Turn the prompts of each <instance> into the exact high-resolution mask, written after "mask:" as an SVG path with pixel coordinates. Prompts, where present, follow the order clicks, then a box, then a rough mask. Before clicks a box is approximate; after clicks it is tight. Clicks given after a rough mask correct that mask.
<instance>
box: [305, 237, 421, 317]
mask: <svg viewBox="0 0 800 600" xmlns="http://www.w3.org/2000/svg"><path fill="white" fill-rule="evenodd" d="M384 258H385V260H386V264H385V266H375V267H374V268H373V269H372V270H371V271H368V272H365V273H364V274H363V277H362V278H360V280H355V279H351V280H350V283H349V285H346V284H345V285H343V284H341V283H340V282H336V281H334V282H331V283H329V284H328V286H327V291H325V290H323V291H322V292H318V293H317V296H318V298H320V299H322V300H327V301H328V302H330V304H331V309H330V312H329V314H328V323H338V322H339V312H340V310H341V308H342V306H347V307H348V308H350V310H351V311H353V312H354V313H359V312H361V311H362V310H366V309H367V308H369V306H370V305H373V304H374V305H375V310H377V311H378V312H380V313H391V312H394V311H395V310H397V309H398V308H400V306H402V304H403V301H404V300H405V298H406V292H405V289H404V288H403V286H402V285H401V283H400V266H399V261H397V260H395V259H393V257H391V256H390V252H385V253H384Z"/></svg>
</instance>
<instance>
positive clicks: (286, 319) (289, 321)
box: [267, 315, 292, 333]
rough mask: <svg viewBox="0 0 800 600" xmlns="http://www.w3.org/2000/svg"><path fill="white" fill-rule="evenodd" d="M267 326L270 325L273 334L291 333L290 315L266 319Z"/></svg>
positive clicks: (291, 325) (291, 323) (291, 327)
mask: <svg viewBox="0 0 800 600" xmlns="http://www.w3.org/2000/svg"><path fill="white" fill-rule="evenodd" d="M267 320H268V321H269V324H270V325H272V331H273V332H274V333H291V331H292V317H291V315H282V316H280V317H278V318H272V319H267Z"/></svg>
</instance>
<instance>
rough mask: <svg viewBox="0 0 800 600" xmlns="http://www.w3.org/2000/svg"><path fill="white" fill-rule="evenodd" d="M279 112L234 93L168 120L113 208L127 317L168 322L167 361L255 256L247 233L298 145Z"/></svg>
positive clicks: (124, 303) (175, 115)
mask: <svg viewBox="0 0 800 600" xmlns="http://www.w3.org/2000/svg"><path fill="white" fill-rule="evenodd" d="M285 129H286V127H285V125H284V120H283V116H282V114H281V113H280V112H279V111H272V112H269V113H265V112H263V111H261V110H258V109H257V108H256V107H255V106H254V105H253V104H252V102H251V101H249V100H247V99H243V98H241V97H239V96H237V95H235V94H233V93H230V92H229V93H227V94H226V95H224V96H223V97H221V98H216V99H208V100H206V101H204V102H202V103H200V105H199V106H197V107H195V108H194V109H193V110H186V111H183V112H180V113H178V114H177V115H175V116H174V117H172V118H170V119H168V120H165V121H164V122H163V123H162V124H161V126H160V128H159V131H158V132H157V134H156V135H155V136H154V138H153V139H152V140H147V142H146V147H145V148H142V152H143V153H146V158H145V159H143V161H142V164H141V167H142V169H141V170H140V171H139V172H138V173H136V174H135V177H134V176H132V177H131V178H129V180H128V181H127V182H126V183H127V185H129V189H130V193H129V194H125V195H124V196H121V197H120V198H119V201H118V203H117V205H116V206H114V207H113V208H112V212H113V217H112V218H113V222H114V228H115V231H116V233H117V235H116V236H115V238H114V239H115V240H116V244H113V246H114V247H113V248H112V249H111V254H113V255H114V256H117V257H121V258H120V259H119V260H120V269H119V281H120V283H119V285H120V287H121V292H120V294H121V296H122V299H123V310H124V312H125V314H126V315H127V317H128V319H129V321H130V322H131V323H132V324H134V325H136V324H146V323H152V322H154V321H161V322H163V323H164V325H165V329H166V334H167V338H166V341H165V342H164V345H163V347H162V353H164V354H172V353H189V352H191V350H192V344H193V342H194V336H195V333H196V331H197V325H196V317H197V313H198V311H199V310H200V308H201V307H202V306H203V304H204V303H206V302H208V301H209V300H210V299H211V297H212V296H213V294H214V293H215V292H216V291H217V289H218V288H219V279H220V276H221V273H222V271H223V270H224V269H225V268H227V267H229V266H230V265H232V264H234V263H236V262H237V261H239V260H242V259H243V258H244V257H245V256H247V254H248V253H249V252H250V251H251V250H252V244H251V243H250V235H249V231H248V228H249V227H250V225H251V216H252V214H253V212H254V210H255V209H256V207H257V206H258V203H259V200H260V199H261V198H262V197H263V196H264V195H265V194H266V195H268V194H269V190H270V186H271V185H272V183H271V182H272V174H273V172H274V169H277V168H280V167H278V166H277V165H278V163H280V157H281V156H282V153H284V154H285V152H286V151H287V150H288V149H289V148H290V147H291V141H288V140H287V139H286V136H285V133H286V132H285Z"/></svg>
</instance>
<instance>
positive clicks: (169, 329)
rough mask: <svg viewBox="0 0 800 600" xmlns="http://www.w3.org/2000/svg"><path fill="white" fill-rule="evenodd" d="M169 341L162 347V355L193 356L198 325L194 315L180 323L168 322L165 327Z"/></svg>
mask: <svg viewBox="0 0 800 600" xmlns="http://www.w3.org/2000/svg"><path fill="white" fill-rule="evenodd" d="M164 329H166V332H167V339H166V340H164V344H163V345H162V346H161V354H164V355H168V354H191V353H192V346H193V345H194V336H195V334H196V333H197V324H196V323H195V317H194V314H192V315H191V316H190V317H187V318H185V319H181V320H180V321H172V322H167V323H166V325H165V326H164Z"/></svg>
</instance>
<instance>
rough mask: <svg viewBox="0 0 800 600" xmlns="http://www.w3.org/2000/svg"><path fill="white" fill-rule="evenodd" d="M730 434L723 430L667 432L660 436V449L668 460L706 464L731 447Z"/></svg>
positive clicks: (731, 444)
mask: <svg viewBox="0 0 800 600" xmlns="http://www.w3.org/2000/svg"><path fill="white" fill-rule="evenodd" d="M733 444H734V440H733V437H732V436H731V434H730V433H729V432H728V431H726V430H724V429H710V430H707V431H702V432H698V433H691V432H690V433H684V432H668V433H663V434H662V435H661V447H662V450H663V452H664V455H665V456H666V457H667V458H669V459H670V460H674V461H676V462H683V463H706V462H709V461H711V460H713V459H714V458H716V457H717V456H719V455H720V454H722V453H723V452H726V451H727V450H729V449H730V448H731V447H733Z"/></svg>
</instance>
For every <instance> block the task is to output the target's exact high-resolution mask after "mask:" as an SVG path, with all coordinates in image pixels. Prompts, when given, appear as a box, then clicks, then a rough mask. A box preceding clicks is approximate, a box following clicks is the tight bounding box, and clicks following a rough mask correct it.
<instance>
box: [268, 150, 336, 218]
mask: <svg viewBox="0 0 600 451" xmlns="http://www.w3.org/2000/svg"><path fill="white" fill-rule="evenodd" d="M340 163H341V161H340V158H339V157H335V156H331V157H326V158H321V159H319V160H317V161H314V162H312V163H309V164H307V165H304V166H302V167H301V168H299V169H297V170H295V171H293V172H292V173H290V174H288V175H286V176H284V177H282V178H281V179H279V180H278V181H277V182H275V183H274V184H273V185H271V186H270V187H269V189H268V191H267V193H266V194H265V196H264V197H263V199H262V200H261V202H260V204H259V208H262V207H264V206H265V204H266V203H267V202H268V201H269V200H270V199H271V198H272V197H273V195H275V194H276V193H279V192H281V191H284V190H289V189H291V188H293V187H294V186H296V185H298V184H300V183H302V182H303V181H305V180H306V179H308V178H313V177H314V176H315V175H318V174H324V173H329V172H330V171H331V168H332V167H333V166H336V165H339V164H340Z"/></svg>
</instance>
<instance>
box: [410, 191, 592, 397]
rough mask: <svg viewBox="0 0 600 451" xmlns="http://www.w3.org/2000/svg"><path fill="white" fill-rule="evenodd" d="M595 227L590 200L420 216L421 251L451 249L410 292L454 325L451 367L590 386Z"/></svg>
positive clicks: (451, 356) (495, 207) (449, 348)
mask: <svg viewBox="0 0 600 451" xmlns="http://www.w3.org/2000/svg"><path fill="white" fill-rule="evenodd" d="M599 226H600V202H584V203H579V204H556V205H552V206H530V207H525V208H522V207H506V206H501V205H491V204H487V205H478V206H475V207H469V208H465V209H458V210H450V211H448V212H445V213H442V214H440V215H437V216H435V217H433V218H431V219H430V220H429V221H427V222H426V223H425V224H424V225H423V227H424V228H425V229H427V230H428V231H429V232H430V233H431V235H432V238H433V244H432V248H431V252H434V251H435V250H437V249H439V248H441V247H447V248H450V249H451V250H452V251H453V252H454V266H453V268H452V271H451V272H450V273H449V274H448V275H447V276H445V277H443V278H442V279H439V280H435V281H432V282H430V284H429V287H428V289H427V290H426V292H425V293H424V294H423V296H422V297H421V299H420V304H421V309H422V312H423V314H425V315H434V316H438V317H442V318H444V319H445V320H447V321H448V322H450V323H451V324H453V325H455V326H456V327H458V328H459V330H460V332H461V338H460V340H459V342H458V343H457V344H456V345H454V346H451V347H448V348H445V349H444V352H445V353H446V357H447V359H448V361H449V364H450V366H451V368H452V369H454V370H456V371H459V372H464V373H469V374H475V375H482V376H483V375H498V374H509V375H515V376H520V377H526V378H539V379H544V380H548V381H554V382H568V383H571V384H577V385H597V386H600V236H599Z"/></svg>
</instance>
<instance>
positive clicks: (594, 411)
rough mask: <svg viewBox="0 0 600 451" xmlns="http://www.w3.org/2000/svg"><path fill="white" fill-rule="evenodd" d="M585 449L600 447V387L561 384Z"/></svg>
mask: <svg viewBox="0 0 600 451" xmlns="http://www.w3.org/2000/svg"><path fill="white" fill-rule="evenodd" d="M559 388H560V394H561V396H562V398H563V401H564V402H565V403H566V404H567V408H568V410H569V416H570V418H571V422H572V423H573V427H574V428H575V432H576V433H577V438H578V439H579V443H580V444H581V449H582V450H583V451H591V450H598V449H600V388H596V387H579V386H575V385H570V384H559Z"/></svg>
+===+
EXERCISE REQUIREMENTS:
Reproduce verbatim only the segment of the listing bounded by the line containing "box: [267, 315, 292, 333]" and the line containing "112L234 93L168 120L113", with both boundary lines included.

ANSWER:
box: [267, 315, 292, 333]
rough mask: <svg viewBox="0 0 800 600" xmlns="http://www.w3.org/2000/svg"><path fill="white" fill-rule="evenodd" d="M267 326L270 325L273 334L291 333L290 315L266 319Z"/></svg>
positive clicks: (291, 325) (291, 323) (291, 327)
mask: <svg viewBox="0 0 800 600" xmlns="http://www.w3.org/2000/svg"><path fill="white" fill-rule="evenodd" d="M267 320H268V321H269V324H270V325H272V331H273V332H274V333H291V331H292V317H291V315H282V316H280V317H278V318H272V319H267Z"/></svg>
</instance>
<instance>
rough mask: <svg viewBox="0 0 800 600" xmlns="http://www.w3.org/2000/svg"><path fill="white" fill-rule="evenodd" d="M279 112L234 93L168 120L113 208L127 317L168 322L167 361L255 256L247 233L298 145Z"/></svg>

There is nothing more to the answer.